[Pointing records]
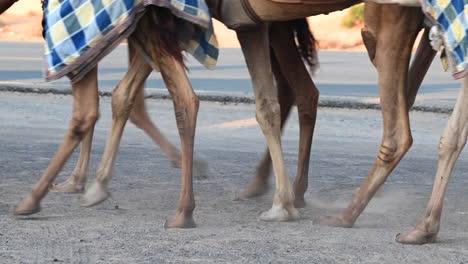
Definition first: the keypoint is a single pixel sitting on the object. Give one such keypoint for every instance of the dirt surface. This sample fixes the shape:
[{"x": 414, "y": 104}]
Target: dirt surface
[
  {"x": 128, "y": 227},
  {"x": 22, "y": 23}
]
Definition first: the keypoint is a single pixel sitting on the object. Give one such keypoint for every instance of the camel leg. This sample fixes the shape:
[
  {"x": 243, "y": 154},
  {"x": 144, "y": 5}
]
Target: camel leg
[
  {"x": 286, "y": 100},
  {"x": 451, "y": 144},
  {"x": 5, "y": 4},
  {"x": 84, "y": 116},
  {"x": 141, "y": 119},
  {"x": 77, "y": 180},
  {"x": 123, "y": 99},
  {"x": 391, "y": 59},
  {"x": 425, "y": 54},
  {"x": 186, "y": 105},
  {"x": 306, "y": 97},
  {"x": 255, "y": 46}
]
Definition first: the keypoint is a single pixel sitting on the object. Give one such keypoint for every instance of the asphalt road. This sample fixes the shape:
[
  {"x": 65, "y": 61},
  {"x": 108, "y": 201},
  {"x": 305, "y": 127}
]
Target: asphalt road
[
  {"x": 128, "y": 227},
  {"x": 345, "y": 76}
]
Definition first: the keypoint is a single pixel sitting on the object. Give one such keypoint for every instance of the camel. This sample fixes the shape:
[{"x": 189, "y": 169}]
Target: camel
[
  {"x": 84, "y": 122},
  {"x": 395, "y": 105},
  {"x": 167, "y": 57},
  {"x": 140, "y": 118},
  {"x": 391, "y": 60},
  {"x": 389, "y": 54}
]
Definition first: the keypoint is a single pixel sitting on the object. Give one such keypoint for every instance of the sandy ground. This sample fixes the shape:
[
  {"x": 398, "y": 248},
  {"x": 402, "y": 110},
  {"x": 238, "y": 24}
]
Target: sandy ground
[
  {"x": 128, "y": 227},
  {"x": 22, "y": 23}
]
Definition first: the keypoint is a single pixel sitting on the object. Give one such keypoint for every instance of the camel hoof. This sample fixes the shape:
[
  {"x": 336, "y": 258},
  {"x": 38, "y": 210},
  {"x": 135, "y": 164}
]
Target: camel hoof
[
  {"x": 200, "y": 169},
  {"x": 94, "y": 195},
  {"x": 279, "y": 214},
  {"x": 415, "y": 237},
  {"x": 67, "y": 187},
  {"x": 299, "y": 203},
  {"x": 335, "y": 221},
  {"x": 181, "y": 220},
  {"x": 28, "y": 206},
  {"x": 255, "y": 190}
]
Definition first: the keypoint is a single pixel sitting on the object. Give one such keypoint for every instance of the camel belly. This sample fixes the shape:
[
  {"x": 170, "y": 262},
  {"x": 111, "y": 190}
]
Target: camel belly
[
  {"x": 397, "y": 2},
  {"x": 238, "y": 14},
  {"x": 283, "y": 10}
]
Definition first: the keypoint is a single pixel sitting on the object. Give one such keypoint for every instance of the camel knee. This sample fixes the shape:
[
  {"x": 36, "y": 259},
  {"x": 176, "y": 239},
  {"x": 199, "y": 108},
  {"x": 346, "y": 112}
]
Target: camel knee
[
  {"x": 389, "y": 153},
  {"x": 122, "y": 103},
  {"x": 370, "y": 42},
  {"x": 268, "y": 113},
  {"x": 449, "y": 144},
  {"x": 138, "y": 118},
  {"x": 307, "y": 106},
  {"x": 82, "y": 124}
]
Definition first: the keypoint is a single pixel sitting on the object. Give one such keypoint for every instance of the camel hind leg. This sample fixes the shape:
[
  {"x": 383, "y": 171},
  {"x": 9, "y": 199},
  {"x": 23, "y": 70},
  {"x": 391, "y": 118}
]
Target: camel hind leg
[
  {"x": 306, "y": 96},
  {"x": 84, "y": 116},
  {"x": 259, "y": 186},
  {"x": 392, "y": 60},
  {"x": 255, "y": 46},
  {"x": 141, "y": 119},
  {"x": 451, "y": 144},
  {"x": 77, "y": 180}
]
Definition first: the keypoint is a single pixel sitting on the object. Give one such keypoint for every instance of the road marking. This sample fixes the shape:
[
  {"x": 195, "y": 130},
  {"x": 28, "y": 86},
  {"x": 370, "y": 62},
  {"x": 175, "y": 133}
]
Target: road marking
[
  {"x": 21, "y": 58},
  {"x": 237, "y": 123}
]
* * *
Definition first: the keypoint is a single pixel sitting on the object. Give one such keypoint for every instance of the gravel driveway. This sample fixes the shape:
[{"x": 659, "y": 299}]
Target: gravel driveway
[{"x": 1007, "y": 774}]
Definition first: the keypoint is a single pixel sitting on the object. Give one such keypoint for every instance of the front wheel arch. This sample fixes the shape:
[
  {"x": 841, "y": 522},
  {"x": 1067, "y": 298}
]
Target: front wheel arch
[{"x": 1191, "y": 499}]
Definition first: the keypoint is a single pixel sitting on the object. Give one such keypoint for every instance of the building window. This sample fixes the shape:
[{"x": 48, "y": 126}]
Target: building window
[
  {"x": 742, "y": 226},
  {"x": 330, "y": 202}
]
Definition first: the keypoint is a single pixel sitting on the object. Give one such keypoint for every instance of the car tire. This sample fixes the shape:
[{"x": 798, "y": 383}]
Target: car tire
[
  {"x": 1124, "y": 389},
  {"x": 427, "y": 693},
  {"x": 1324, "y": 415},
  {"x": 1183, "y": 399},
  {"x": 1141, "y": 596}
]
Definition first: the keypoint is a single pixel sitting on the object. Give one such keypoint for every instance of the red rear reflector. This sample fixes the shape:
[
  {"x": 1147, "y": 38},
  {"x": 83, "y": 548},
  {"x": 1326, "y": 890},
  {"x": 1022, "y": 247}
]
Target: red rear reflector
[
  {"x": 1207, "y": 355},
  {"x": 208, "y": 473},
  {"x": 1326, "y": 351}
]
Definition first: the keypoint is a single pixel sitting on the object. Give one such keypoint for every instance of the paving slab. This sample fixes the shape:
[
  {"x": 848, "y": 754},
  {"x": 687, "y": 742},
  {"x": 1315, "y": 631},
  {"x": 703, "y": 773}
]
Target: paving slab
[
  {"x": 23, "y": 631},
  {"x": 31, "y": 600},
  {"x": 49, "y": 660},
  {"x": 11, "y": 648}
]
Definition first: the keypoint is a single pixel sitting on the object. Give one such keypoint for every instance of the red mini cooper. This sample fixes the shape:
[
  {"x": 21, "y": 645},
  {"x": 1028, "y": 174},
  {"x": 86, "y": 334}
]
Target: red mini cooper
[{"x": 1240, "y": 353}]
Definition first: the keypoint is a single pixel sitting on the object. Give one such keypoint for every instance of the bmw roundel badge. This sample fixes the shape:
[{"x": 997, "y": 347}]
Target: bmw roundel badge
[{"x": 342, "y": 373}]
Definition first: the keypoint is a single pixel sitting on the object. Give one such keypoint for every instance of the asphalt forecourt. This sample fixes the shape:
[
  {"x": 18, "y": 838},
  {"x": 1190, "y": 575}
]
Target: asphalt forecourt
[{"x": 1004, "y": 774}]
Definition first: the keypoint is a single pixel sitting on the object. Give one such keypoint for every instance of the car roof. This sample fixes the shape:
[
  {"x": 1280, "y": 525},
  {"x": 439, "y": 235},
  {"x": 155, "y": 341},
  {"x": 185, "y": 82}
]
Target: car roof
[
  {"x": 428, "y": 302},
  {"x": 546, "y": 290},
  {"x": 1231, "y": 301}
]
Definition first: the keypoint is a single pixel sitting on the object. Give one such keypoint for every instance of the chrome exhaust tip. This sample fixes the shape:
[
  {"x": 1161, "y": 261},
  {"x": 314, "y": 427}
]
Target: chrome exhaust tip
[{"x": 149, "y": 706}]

• Stated problem: Pull out each line of the entries that contains the string "badge", and write them out one per line.

• Solution for this exercise:
Definition first: the keypoint is a single pixel sitting on the object. Give one such keypoint for every instance of the bmw roundel badge. This sample fixes the shape:
Target: bmw roundel badge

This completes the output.